- **DIRECTIVE**:
Continue the forum post speculating that the Xbox Series X GPU streams data straight from its SSD, starting right after its final sentence.

- **SELECTED TEXT**:
Funnily enough, this was confirmed by Phil Spencer almost a year ago in an interview with a German website. (Site is in German but most modern browsers like Chrome should be able to translate it)
Article Here
Here is the translated quote
Damn, that quote just threw another monkey wrench into this xD. I mean reading it, is there really any other way to interpret it than a direct streaming solution of the 100 GB reserved NAND partition to the GPU through some altered method of GPUDirectStorage? Does this mean there's hardware modifications in the GPU for executeIndirect which handle addressing?
Now that I think about it, one of the AMD guys (some Indian lad IIRC) had a LinkedIn a while ago where they talked about the XSX APU and they specifically mentioned ARM cores in there along with the expected x86 cores (x86-64 in AMD's case). Could they have been referring to co-processor cores on the GPU to facilitate extension of executeIndirect functions to pull in data from the 100 GB partition of the SSD without the CPU necessarily needing to do so? Presumedly in GPU native format as well? I mean, it's all essentially a co-processor at the end of the day, like how the ARM co-processor in the PS4 Pro was (though that was for a different purpose and in such case, wasn't implemented into the GPU directly like how the case could be here with MS).
It's not even that far-fetched; Nvidia's GPUs for example use some type of FPGA cores integrated into the GPU die for certain logic, which I assume would extend to handling GPUDirectStorage calls. MS could have just chosen ARM over FPGA because they're cheaper, but still do what they'd need them to. There's also this quote from Ronaldo8 on B3D that's interesting and might fit into this speculation:
What's crazy is that we
know that those particular methods are actively being used by some MS studios (Ninja theory?) thanks to an interview given by Playfab's head honcho:
https://venturebeat.com/2020/02/03/...ext-generation-of-games-and-game-development/
Of note is this particular nugget of information:
"Gwertzman: You were talking about machine learning and content generation. I think that’s going to be interesting. One of the studios inside Microsoft has been experimenting with using ML models for asset generation. It’s working scarily well. To the point where we’re looking at shipping really low-res textures and having ML models uprez the textures in real time. You can’t tell the difference between the hand-authored high-res texture and the machine-scaled-up low-res texture, to the point that you may as well ship the low-res texture and let the machine do it.
Journalist: Can you do that on the hardware without install time?
Gwertzman: Not even install time. Run time.
Journalist: To clarify, you’re talking about real time, moving around the 3D space, level of detail style?
Gwertzman: Like literally not having to ship massive 2K by 2K textures. You can ship tiny textures."
They highlighted the important parts; while it's basically referring to the DLSS-style ML AI texture upscaling features of the platform, it's interesting Gwertzman stressed that it can be done at runtime. That probably hints at some of the GPU capabilities Matt over on Era was suggesting, but it could also be hinting at some customizations on the GPU to facilitate texture streaming by some co-processor in the GPU (working off extensions of executeIndirect and the pipeline fashioned similarly to Nvidia's GPUDirectStorage but for different purposes as in Nvidia's case it's mainly useful due to PCs being non-hUMA; in this case it could have benefit of very low/virtually non-existent abstraction layer access of data by the GPU to/from the 100 GB partition of NAND storage).

- **PROVIDED MATERIAL**:
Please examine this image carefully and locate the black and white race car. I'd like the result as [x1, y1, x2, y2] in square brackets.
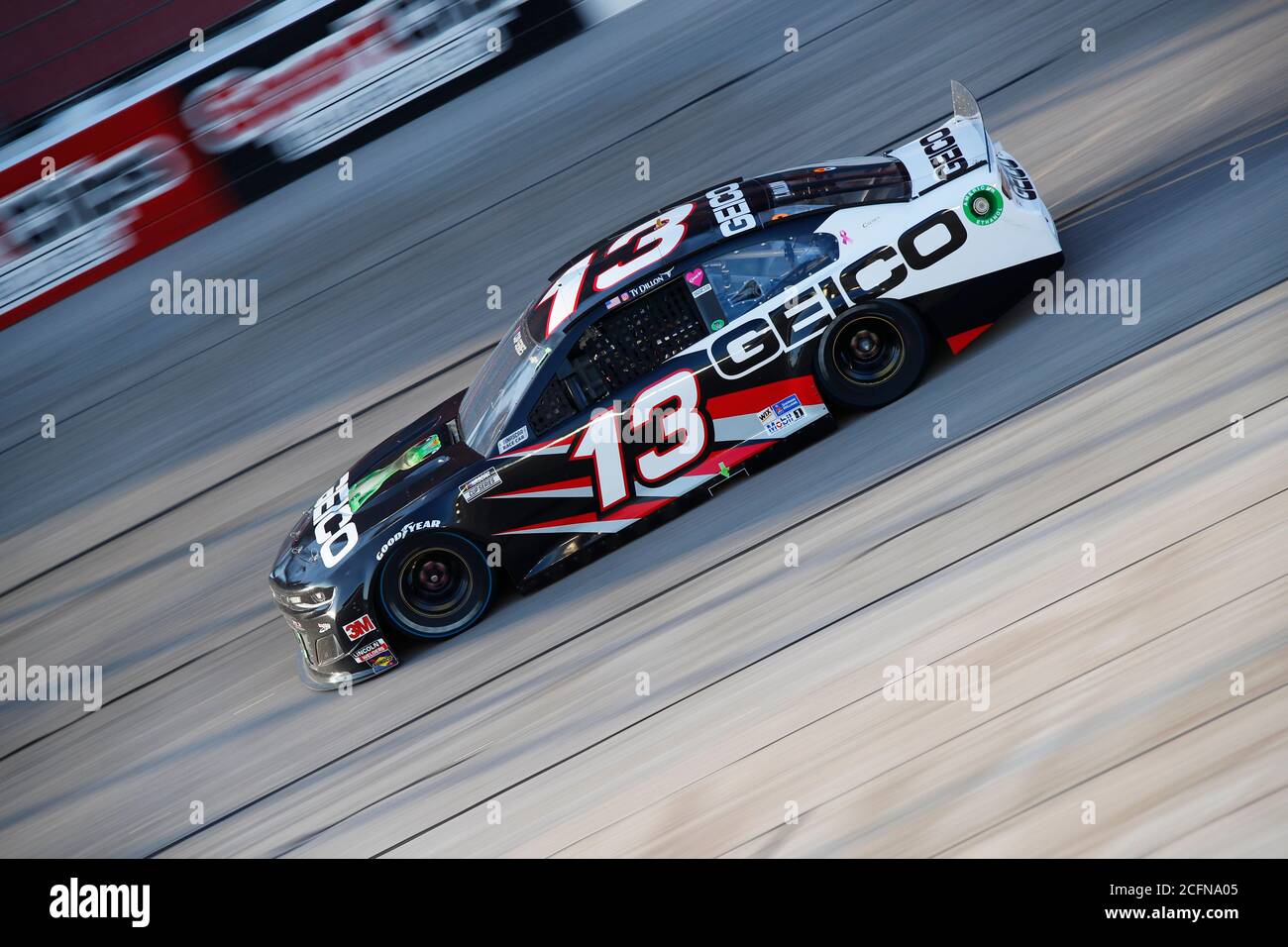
[270, 82, 1063, 686]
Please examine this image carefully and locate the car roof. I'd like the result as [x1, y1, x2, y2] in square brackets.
[527, 156, 912, 344]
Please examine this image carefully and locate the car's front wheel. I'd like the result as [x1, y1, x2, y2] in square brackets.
[814, 299, 928, 408]
[380, 532, 493, 638]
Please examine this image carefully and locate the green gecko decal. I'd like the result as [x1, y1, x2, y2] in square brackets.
[349, 434, 442, 513]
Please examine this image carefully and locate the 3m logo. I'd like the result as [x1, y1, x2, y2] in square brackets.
[344, 614, 376, 642]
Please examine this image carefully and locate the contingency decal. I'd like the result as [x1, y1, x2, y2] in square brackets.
[460, 467, 501, 502]
[756, 394, 805, 434]
[344, 614, 376, 642]
[496, 424, 528, 454]
[353, 638, 398, 672]
[962, 184, 1002, 227]
[349, 434, 442, 513]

- **EXPECTED OUTPUT**:
I think this is all starting to piece itself together rather nicely, now. It also fits into what some of the Dirt 5 dev's comments were suggesting about mid-frame use of streamed texture data. Provided the NAND in question for the 100 GB partition is of good enough quality in terms of latency (which I would assume it is), if a car model (in Dirt 5's case) only needs a 5 MB texture file for a panel deformation, even if it's running at 60 FPS and is using different textures each frame, that's still only 5 MB/frame, or 300 MB/s. That's easily within the SSD's limits, and we're talking about textures only being streamed a single time by the GPU, likely to work with the texture for a moment (in the local caches), dump it, then replace it with a new texture streamed in from the SSD. So replacing the textures mid-frame as the Dirt 5 project team member mentioned it, is perfectly capable especially if MS's implementation of XvA is what I'm starting to think it is based on these comments directly from people on the team (and after having considered alternatives seriously).
Starting to think, if the setup with these GPU modifications are what I think they are, could another thing I've bee thinking of be possible. But I'll save going into on that for some other time.
Just because the GPU on PC does not have access to the same virtual address space as the CPU does, but yes in this model the CPU has direct access to the SSD on your Windows PC. How that happens, how more efficiently it can be done now that is where Direct Storage can help (in addition to the CPU and GPU sharing the same address space).
I read the full quote and it is a carefully worded statement that does convey the clear intention of making the software mode kore usable and more efficient, but does not directly state what you are saying. Then again we shall see... both MS and Sony are talking about instantaneous access to the data on the SSD and have an I/O pipeline going from the SSD to the GPU caches, so they may both have this capability... I am not sure either does though and in order to use it to overcome the memory cache savings you get from about 2x the disk bandwidth you would run into other problems (your shaders wasting tons of cycles potentially unable to cover up the extra latency).
I think if Sony had this feature, Road to PS5 would've been the time to talk about it, no? After all, they spoke A LOT about the SSD in particular at that event, it easily took up the majority of the presentation time (audio being 2nd, and their variable frequency being 3rd). It was a conference presentation aimed at developers, after all. These are features developers would like to have heard if they were present, in a conference specifically targeting them.
So I'm inclined to believe Sony is achieving this through a quite different means: just raw speed throughput of the dedicated processor in the I/O block writing to/from RAM. Their goal is to see how to maximize the use of 16 GB memory (minus the reserve for the OS, so 14 GB) as a framebuffer as well as possible, meaning at any time if such and such data is needed it should be able to stream in to the RAM through the I/O block relatively instantly. That's their approach.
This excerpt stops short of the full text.